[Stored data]
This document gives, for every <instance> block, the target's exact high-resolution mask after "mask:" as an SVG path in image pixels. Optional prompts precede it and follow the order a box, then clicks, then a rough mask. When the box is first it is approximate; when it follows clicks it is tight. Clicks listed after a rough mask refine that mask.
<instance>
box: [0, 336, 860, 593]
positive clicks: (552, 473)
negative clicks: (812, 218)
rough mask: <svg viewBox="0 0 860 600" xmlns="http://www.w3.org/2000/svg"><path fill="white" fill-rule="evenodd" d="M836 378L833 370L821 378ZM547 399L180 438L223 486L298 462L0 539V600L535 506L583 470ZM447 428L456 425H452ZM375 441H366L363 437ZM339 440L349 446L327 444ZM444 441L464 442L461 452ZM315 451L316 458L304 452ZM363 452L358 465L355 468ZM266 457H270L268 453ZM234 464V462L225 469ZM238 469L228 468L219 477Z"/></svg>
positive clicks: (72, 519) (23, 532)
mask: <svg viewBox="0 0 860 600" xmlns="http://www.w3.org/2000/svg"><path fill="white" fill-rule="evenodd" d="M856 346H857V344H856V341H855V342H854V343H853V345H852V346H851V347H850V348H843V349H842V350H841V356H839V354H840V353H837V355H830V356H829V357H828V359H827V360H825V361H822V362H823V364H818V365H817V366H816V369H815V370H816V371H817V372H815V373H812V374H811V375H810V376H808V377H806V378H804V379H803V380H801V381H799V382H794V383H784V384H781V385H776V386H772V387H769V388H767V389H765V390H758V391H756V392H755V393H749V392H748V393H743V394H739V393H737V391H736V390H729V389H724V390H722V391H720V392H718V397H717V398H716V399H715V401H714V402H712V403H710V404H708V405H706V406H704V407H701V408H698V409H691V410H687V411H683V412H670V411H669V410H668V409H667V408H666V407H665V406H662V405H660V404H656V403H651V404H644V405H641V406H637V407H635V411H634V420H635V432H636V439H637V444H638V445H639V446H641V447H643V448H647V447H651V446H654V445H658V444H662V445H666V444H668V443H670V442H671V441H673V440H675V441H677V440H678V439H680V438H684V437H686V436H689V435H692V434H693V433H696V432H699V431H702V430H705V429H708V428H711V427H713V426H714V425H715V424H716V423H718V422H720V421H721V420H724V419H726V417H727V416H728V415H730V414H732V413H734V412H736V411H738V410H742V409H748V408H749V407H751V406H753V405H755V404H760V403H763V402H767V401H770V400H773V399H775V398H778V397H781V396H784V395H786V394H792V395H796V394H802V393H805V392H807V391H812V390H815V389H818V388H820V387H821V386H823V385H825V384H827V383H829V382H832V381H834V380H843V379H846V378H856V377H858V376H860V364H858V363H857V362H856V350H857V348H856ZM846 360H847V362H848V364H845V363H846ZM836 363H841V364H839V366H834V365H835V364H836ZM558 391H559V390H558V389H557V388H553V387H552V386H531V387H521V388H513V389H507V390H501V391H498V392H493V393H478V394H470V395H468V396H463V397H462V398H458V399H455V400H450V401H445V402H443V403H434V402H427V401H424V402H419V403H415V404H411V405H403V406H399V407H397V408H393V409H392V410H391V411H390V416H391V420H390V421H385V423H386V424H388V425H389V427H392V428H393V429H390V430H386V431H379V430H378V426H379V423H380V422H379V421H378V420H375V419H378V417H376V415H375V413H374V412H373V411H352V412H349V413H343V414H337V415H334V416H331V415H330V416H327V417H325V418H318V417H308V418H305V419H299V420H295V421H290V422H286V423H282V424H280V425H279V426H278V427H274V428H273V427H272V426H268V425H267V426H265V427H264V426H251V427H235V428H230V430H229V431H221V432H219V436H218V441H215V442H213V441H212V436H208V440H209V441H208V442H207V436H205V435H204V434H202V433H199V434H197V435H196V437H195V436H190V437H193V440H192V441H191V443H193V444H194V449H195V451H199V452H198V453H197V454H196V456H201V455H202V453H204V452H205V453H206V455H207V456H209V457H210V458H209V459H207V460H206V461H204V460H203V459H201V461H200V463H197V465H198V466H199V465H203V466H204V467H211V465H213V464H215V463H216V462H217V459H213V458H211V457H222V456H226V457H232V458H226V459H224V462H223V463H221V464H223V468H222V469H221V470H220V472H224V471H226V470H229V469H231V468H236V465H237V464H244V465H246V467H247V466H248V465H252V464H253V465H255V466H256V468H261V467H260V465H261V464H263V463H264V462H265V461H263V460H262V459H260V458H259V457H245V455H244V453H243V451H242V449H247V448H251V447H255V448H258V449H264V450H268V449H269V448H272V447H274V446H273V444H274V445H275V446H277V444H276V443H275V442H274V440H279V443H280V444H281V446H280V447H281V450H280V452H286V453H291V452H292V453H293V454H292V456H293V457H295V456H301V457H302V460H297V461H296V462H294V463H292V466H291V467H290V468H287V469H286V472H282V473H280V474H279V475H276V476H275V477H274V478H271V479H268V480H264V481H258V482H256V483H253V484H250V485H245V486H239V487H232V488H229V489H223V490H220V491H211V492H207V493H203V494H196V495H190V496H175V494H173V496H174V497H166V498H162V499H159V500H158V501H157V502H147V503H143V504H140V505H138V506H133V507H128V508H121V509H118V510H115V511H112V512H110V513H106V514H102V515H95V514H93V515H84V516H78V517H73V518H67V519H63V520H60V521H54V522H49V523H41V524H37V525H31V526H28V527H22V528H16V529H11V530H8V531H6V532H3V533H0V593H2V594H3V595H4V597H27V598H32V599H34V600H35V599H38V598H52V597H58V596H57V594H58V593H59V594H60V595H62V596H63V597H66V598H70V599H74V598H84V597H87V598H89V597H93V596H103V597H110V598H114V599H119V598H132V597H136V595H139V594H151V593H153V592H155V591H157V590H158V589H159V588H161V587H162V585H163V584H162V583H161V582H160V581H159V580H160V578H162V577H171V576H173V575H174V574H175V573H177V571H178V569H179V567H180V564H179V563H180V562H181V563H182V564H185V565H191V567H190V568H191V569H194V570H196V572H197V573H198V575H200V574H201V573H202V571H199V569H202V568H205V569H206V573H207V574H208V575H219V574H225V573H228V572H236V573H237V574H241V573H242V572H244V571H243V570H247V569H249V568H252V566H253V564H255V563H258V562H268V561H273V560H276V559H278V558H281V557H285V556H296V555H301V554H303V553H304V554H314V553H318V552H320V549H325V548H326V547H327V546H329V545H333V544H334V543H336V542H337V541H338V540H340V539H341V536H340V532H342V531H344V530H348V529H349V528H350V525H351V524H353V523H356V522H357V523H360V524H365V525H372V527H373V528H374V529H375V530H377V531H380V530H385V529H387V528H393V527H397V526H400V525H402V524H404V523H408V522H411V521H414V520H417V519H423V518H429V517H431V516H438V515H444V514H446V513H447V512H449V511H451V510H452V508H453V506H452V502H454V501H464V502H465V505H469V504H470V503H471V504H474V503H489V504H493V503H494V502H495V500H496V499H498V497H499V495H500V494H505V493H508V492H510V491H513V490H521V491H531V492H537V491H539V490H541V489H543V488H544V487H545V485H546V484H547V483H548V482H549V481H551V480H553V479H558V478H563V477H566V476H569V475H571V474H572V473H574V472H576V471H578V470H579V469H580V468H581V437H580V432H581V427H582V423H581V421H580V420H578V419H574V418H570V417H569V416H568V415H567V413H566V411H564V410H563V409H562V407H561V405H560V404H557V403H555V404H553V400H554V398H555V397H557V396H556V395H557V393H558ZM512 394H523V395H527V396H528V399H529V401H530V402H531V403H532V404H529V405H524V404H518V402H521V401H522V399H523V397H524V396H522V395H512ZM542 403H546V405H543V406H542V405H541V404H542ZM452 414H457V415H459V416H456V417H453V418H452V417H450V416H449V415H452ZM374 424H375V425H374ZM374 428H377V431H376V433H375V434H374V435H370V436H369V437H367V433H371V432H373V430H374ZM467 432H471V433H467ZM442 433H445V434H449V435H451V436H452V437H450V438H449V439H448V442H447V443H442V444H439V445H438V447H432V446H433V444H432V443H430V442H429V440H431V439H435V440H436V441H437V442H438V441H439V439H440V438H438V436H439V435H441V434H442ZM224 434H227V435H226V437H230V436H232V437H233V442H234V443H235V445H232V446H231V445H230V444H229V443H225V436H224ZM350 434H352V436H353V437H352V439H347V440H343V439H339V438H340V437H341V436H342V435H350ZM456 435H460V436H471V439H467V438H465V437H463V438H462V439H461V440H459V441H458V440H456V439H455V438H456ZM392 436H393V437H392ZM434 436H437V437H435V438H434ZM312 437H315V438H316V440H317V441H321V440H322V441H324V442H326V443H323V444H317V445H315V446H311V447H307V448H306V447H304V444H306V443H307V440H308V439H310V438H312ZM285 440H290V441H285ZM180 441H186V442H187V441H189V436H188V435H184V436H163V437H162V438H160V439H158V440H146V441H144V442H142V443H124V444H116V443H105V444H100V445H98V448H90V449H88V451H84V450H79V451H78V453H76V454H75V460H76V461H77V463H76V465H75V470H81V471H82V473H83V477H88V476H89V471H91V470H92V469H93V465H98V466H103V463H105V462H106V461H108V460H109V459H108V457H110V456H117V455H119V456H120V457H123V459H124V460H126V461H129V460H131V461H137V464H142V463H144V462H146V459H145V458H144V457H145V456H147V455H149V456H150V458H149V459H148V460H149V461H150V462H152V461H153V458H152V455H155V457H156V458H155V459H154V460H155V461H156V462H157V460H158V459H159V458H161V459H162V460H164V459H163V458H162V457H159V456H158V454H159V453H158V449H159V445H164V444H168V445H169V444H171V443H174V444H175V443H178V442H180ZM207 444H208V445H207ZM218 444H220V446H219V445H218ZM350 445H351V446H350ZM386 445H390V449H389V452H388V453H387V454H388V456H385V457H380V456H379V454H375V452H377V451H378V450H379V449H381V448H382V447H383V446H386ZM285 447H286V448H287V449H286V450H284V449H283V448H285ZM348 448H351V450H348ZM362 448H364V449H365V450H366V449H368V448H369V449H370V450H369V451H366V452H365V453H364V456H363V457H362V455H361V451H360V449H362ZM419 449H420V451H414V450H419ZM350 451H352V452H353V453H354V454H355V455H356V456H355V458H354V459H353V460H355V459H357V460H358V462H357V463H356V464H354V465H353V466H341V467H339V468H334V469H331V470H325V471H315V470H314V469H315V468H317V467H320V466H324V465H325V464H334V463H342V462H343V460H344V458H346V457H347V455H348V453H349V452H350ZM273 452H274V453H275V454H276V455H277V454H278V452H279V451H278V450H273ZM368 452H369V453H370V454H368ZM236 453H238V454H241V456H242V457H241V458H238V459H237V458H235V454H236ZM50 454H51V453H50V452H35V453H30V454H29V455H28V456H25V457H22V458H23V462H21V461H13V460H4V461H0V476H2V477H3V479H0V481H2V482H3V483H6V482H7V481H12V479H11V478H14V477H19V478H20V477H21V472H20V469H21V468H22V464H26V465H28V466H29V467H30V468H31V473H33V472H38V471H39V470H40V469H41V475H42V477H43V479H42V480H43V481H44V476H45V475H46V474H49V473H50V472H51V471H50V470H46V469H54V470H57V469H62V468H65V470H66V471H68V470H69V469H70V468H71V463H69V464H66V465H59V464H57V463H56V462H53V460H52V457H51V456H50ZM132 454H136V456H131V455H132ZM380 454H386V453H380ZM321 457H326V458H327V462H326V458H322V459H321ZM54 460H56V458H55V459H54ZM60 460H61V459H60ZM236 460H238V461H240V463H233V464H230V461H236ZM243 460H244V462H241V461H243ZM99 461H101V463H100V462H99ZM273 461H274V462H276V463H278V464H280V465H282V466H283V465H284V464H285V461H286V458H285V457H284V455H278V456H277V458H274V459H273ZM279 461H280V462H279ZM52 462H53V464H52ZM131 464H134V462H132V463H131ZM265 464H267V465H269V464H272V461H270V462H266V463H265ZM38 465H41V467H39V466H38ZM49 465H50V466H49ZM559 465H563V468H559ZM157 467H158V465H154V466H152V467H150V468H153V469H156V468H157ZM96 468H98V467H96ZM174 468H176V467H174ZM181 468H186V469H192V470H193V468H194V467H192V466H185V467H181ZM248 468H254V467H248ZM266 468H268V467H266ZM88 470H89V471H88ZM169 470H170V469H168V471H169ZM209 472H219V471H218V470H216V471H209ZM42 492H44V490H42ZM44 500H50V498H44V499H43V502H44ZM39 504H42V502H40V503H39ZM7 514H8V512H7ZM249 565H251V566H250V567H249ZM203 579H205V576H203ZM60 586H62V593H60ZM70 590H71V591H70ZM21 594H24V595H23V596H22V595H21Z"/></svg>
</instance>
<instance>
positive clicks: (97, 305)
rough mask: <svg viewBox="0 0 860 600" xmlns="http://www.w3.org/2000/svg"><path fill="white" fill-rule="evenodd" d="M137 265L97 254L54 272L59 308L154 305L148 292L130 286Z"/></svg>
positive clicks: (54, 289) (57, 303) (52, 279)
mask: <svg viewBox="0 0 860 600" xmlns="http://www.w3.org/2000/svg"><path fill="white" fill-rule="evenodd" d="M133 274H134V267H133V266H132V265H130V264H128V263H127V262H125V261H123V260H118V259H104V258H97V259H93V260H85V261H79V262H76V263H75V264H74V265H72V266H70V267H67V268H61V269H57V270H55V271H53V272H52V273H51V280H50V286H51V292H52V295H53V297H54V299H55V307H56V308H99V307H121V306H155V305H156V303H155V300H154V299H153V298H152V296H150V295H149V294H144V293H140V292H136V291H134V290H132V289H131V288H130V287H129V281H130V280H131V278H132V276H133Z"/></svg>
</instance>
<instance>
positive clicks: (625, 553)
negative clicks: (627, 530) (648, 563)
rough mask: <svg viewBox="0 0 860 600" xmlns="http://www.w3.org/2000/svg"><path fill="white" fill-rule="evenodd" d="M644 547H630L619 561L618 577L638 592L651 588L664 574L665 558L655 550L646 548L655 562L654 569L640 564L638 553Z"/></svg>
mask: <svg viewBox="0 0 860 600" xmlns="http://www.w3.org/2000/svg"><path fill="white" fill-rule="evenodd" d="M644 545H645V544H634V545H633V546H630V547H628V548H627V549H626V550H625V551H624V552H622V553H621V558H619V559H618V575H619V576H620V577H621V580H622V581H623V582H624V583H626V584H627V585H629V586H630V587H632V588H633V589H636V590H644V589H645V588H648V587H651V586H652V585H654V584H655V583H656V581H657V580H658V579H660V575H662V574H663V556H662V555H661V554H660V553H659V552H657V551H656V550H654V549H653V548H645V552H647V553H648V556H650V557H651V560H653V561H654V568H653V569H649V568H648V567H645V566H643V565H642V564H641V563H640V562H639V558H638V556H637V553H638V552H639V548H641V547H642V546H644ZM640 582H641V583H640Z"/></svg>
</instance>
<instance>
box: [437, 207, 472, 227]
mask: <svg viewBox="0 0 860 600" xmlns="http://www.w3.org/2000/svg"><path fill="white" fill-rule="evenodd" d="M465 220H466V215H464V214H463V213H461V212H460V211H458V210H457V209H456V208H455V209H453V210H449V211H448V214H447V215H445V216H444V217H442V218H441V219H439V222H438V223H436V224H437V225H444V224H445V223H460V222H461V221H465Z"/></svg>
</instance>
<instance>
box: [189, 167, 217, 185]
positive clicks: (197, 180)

> _What the task requires_
Please copy every line from the entries that includes the word "negative".

> _Solved exercise_
negative clicks: (812, 218)
negative clicks: (627, 530) (648, 563)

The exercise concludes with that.